**Source**
+---+
Improve the performance of calculating applicable errata

closes #6334 https://pulp.plan.io/issues/6334
pulp · Mar 14, 2020 · 9f144f9 · 9f144f9
1 parent 40b00b8
commit 9f144f9
Showing 1 changed file with 88 additions and 35 deletions.
diff --git a/plugins/pulp_rpm/plugins/profilers/yum.py b/plugins/pulp_rpm/plugins/profilers/yum.py
@@ -3,6 +3,7 @@
 from mongoengine import Q
 
 from pulp.plugins.profiler import Profiler, InvalidUnitsRequested
+from pulp.plugins.util import misc
 from pulp.server.controllers import repository as repo_controller
 from pulp.server.db import model
 from pulp.server.db.model.criteria import UnitAssociationCriteria
@@ -290,40 +291,34 @@ def _calculate_applicable_units(profile_lookup_table, bound_repo_id, config, con
         additional_unit_fields = ['is_modular']
         rpms = conduit.get_repo_units(bound_repo_id, TYPE_ID_RPM, additional_unit_fields)
 
-        available_rpm_nevras = {'modular': set(), 'non-modular': set()}
+        applicable_rpm_nevras = {'modular': set(), 'non-modular': set()}
         for rpm in rpms:
             rpm_nevra = YumProfiler._create_nevra(rpm.unit_key)
             name = rpm_nevra[0]
 
             # Modular RPMs have to be among artifacts of enabled modules
             if rpm.metadata['is_modular'] and rpm_nevra in enabled_rpm_module_map:
-                available_rpm_nevras['modular'].add(rpm_nevra)
                 applicable = YumProfiler._is_rpm_applicable(rpm.unit_key, profile_lookup_table)
                 if applicable:
+                    applicable_rpm_nevras['modular'].add(rpm_nevra)
                     applicable_modules = enabled_rpm_module_map[rpm_nevra]
                     applicable_unit_ids[TYPE_ID_MODULEMD] = \
                         applicable_unit_ids[TYPE_ID_MODULEMD].union(applicable_modules)
 
             # Modular RPMs have precedence over non-modular ones, so names of available non-modular
             # RPMs should not intersect with the modular ones.
             elif not rpm.metadata['is_modular'] and name not in modular_rpm_names_to_exclude:
-                available_rpm_nevras['non-modular'].add(rpm_nevra)
                 applicable = YumProfiler._is_rpm_applicable(rpm.unit_key, profile_lookup_table)
             else:
                 applicable = False
 
             if applicable:
+                applicable_rpm_nevras['non-modular'].add(rpm_nevra)
                 applicable_unit_ids[TYPE_ID_RPM].add(rpm.metadata['unit_id'])
 
-        additional_unit_fields = ['pkglist']
-        errata = conduit.get_repo_units(bound_repo_id, TYPE_ID_ERRATA, additional_unit_fields)
+---+
(Pointing records)
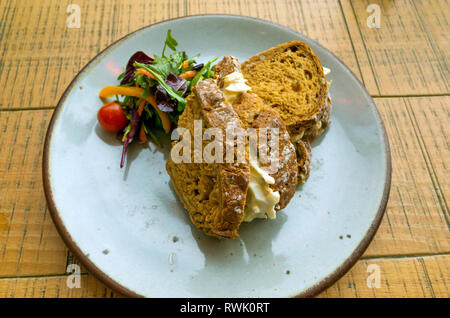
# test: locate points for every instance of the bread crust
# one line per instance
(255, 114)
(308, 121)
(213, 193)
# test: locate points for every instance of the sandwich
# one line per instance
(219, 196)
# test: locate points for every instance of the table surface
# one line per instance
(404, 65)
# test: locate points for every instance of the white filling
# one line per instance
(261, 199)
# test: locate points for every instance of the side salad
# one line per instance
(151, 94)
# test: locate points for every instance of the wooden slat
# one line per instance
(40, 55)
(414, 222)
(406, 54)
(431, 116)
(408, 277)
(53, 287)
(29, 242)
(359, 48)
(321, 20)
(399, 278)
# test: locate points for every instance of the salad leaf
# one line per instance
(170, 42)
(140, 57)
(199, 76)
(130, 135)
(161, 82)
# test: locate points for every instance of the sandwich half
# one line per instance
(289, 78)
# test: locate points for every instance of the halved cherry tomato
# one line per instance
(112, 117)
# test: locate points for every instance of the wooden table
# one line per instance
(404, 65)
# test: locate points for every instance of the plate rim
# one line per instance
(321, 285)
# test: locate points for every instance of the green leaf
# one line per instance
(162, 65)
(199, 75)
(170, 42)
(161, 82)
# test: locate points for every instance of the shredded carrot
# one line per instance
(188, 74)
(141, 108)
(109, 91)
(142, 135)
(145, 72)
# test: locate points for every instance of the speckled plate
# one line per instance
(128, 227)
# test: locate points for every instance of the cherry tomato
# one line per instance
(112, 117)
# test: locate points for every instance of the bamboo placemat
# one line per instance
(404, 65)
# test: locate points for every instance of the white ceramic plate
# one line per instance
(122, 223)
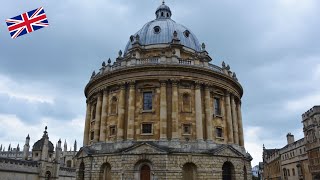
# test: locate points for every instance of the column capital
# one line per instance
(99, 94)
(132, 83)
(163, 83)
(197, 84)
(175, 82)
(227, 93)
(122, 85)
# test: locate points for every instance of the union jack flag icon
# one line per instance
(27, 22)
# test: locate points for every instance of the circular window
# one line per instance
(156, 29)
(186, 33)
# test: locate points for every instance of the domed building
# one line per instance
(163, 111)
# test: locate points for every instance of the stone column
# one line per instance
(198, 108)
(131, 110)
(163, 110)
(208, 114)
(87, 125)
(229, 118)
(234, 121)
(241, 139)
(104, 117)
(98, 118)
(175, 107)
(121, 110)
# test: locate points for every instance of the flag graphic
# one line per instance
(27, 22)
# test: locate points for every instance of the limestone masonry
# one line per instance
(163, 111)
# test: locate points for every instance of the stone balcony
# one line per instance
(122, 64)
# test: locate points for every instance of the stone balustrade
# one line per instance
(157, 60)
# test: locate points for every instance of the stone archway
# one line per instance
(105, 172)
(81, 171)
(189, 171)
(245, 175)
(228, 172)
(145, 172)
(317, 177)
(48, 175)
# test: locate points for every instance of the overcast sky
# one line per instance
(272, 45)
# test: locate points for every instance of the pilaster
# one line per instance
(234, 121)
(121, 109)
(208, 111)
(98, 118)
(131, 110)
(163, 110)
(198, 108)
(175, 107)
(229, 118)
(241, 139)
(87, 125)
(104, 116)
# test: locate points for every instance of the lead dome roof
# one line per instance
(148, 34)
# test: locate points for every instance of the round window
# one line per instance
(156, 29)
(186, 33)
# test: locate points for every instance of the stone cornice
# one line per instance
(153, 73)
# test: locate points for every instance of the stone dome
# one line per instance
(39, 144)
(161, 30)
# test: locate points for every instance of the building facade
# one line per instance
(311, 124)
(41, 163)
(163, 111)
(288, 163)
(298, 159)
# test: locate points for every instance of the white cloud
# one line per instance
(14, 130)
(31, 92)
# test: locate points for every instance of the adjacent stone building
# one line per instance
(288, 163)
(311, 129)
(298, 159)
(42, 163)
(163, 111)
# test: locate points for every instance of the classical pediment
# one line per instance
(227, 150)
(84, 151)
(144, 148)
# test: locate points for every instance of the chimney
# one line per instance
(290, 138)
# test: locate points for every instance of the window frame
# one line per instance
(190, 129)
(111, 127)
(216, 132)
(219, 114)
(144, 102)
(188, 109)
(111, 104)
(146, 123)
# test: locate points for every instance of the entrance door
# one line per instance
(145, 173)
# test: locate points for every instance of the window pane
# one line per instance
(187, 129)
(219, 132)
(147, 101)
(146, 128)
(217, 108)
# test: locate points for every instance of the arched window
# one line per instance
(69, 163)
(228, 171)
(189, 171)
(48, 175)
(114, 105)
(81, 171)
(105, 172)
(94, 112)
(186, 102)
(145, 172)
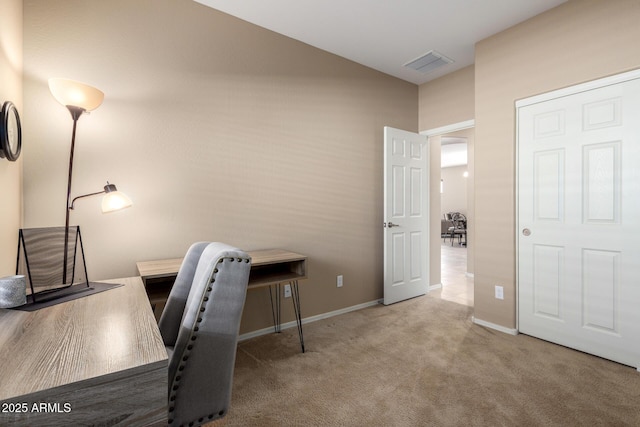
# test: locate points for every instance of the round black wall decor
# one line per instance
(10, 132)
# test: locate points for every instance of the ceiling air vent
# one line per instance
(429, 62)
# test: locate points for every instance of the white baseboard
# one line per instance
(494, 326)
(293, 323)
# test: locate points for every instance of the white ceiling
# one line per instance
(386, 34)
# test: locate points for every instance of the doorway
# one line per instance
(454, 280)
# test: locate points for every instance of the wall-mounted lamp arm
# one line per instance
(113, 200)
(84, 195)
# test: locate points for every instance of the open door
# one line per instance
+---+
**Task instructions**
[1] Can you rewrite the applicable-errata commit page from "closes #6334 https://pulp.plan.io/issues/6334" up to and including "and 35 deletions.", swapping "deletions" for "removals"?
[2] Will you carry on the applicable-errata commit diff past its final line?

**Answer list**
[1]
closes #6334 https://pulp.plan.io/issues/6334
pulp · Mar 14, 2020 · 9f144f9 · 9f144f9
1 parent 40b00b8
commit 9f144f9
Showing 1 changed file with 88 additions and 35 removals.

[2]
-
         # Check applicability for Errata
-        for erratum in errata:
-            applicable = YumProfiler._is_errata_applicable(erratum, profile_lookup_table,
-                                                           available_rpm_nevras)
-            if applicable:
-                applicable_unit_ids[TYPE_ID_ERRATA].add(erratum.metadata['unit_id'])
+        applicable_unit_ids[TYPE_ID_ERRATA] = \
+            YumProfiler._get_applicable_errata_for_repo(bound_repo_id, applicable_rpm_nevras)
 
         # Convert sets to lists before returning the result
         result = {}
@@ -399,7 +394,76 @@ def _form_lookup_table(units, content_type=TYPE_ID_RPM):
         return lookup
 
     @staticmethod
-    def _is_errata_applicable(errata, profile_lookup_table, available_rpm_nevras):
+    def _get_applicable_errata_for_repo(repo_id, applicable_rpm_nevras):
+        """
+        Get the applicable errata in a repo based on the given applicable rpms.
+        Since we already know the applicable rpms, we can use that to calculate the
+        applicable errata. Hence, avoid checking the package profiles again.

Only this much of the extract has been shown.